### Task details:
Copy the records below exactly, leaving out every picture.
"""
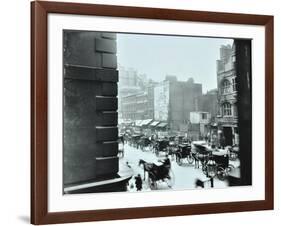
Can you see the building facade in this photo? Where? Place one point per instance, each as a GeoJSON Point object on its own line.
{"type": "Point", "coordinates": [174, 100]}
{"type": "Point", "coordinates": [138, 106]}
{"type": "Point", "coordinates": [208, 103]}
{"type": "Point", "coordinates": [227, 117]}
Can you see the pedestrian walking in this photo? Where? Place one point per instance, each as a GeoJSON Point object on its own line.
{"type": "Point", "coordinates": [138, 182]}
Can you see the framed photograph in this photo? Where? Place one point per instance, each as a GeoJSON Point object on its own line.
{"type": "Point", "coordinates": [148, 112]}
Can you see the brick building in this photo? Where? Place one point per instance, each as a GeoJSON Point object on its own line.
{"type": "Point", "coordinates": [227, 94]}
{"type": "Point", "coordinates": [174, 100]}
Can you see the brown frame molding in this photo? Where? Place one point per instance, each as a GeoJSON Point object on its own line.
{"type": "Point", "coordinates": [39, 107]}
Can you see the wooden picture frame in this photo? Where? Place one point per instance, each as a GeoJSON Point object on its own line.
{"type": "Point", "coordinates": [39, 112]}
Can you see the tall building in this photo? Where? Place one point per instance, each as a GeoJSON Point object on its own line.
{"type": "Point", "coordinates": [174, 100]}
{"type": "Point", "coordinates": [227, 94]}
{"type": "Point", "coordinates": [90, 132]}
{"type": "Point", "coordinates": [208, 103]}
{"type": "Point", "coordinates": [139, 105]}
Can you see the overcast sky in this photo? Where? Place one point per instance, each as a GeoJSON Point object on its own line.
{"type": "Point", "coordinates": [156, 56]}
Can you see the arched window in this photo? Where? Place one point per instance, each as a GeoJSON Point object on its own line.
{"type": "Point", "coordinates": [225, 86]}
{"type": "Point", "coordinates": [226, 109]}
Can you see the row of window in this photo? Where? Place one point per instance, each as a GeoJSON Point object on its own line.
{"type": "Point", "coordinates": [228, 109]}
{"type": "Point", "coordinates": [228, 86]}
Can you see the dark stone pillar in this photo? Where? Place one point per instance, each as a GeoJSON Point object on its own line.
{"type": "Point", "coordinates": [244, 87]}
{"type": "Point", "coordinates": [90, 107]}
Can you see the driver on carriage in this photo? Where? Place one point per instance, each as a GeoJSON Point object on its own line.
{"type": "Point", "coordinates": [165, 167]}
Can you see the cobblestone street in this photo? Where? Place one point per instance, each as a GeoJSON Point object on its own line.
{"type": "Point", "coordinates": [185, 175]}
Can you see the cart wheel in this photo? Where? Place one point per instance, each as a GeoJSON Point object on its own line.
{"type": "Point", "coordinates": [221, 173]}
{"type": "Point", "coordinates": [152, 183]}
{"type": "Point", "coordinates": [190, 159]}
{"type": "Point", "coordinates": [179, 159]}
{"type": "Point", "coordinates": [204, 169]}
{"type": "Point", "coordinates": [170, 180]}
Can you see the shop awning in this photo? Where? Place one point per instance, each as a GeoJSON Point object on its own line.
{"type": "Point", "coordinates": [154, 123]}
{"type": "Point", "coordinates": [162, 125]}
{"type": "Point", "coordinates": [146, 122]}
{"type": "Point", "coordinates": [138, 122]}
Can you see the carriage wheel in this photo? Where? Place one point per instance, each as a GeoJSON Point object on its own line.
{"type": "Point", "coordinates": [230, 168]}
{"type": "Point", "coordinates": [205, 169]}
{"type": "Point", "coordinates": [221, 173]}
{"type": "Point", "coordinates": [179, 159]}
{"type": "Point", "coordinates": [170, 180]}
{"type": "Point", "coordinates": [190, 159]}
{"type": "Point", "coordinates": [152, 182]}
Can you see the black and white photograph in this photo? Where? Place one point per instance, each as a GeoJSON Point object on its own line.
{"type": "Point", "coordinates": [154, 112]}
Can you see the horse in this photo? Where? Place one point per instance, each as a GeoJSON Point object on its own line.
{"type": "Point", "coordinates": [146, 166]}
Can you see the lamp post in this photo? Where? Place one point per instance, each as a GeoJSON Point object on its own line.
{"type": "Point", "coordinates": [211, 170]}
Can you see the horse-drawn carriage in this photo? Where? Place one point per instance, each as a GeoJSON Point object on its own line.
{"type": "Point", "coordinates": [222, 165]}
{"type": "Point", "coordinates": [161, 146]}
{"type": "Point", "coordinates": [220, 158]}
{"type": "Point", "coordinates": [184, 152]}
{"type": "Point", "coordinates": [158, 174]}
{"type": "Point", "coordinates": [135, 140]}
{"type": "Point", "coordinates": [145, 143]}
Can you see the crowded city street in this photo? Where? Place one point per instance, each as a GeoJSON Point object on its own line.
{"type": "Point", "coordinates": [185, 175]}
"""
### Result:
Can you see the building facade in this photo? Where? Place one point per instance, each as a GeoJSON Point object on its own line.
{"type": "Point", "coordinates": [174, 100]}
{"type": "Point", "coordinates": [138, 106]}
{"type": "Point", "coordinates": [208, 103]}
{"type": "Point", "coordinates": [227, 117]}
Can you see the pedestrian walking in this photo? Where? Place one point per instance, each as a GeoJSON Point object on its own line.
{"type": "Point", "coordinates": [138, 182]}
Can you see the framed photograph in this photo? Where? Place one point per instance, each as a GeoJSON Point object on its own line.
{"type": "Point", "coordinates": [148, 112]}
Can you see the brick building in this photo? Where? Place one point per instance, each as a GeoJSON Point object on its own line.
{"type": "Point", "coordinates": [227, 94]}
{"type": "Point", "coordinates": [174, 100]}
Can you see the brown frame molding in this photo? Where? Place one point per instance, each as a GeoJSON Point object on its own line.
{"type": "Point", "coordinates": [39, 107]}
Can you see the wooden picture frame in this photo? Where? Place one point per instance, each as a GeoJSON Point object on its own line.
{"type": "Point", "coordinates": [39, 112]}
Can you see the tall building in this photo? Where? Place one point per instance, each as a GeoJSON Point object on its own line.
{"type": "Point", "coordinates": [174, 100]}
{"type": "Point", "coordinates": [227, 94]}
{"type": "Point", "coordinates": [90, 132]}
{"type": "Point", "coordinates": [208, 103]}
{"type": "Point", "coordinates": [139, 105]}
Can you see the overcast sky in this photo? Where? Place one point per instance, each as a GeoJSON Point object on its own line.
{"type": "Point", "coordinates": [156, 56]}
Can you see the arched window in this photo? Where? Place one point per instance, each as a GeoJSON Point object on its own line.
{"type": "Point", "coordinates": [225, 86]}
{"type": "Point", "coordinates": [226, 109]}
Can you see the row of window in this photo? Where? Place one point per instance, each as a GeoJSON Point object on its own line.
{"type": "Point", "coordinates": [228, 109]}
{"type": "Point", "coordinates": [228, 86]}
Can you see the dark stone pillar in this photo? Where? Place one point per instance, each as a GeoJSON Point object on its own line.
{"type": "Point", "coordinates": [244, 87]}
{"type": "Point", "coordinates": [90, 107]}
Can you see the driver on carriage in this photo? Where? Place one point per instance, each as a GeoJSON Point object on its own line.
{"type": "Point", "coordinates": [165, 167]}
Can you see the cobblestone street in this photo? Where? Place one point per instance, each as a GeoJSON Point object on its own line.
{"type": "Point", "coordinates": [185, 175]}
Can you see the cart wheel in this photo? Where? Place one point per instance, each as a GeoJSON Point object on its own line.
{"type": "Point", "coordinates": [221, 173]}
{"type": "Point", "coordinates": [152, 183]}
{"type": "Point", "coordinates": [190, 159]}
{"type": "Point", "coordinates": [179, 159]}
{"type": "Point", "coordinates": [204, 169]}
{"type": "Point", "coordinates": [170, 180]}
Can you see the shop awning in this photo? Where? Place one point per instance, each as a GeoJSON Point object on its own line.
{"type": "Point", "coordinates": [154, 123]}
{"type": "Point", "coordinates": [162, 125]}
{"type": "Point", "coordinates": [146, 122]}
{"type": "Point", "coordinates": [138, 122]}
Can you see the carriage wheel in this photo? Where? Place one point per instance, each as a GeoJSON Point object on its own line.
{"type": "Point", "coordinates": [230, 168]}
{"type": "Point", "coordinates": [205, 169]}
{"type": "Point", "coordinates": [221, 173]}
{"type": "Point", "coordinates": [179, 159]}
{"type": "Point", "coordinates": [170, 180]}
{"type": "Point", "coordinates": [190, 159]}
{"type": "Point", "coordinates": [152, 182]}
Can you see the black and white photograph in this photo? Where? Place one point per instance, each as a GeoJSON Point object on its own line.
{"type": "Point", "coordinates": [154, 112]}
Can you see the horse in this photo? Where? Place one point per instance, each as a GeoJSON Point object on its own line.
{"type": "Point", "coordinates": [146, 166]}
Can you see the lamp post in this photo? Where? Place one point per instance, each as a GeoJSON Point object on its own line.
{"type": "Point", "coordinates": [211, 170]}
Can you see the horse-drawn carriage in this photo? Where? Place one point per instance, each as a GeoJSON Point object on its own line.
{"type": "Point", "coordinates": [222, 165]}
{"type": "Point", "coordinates": [161, 146]}
{"type": "Point", "coordinates": [220, 158]}
{"type": "Point", "coordinates": [184, 152]}
{"type": "Point", "coordinates": [158, 174]}
{"type": "Point", "coordinates": [135, 140]}
{"type": "Point", "coordinates": [145, 143]}
Can you see the crowded city street in this photo? Where? Place one point per instance, each as a GeoJSON Point object on its own line.
{"type": "Point", "coordinates": [185, 175]}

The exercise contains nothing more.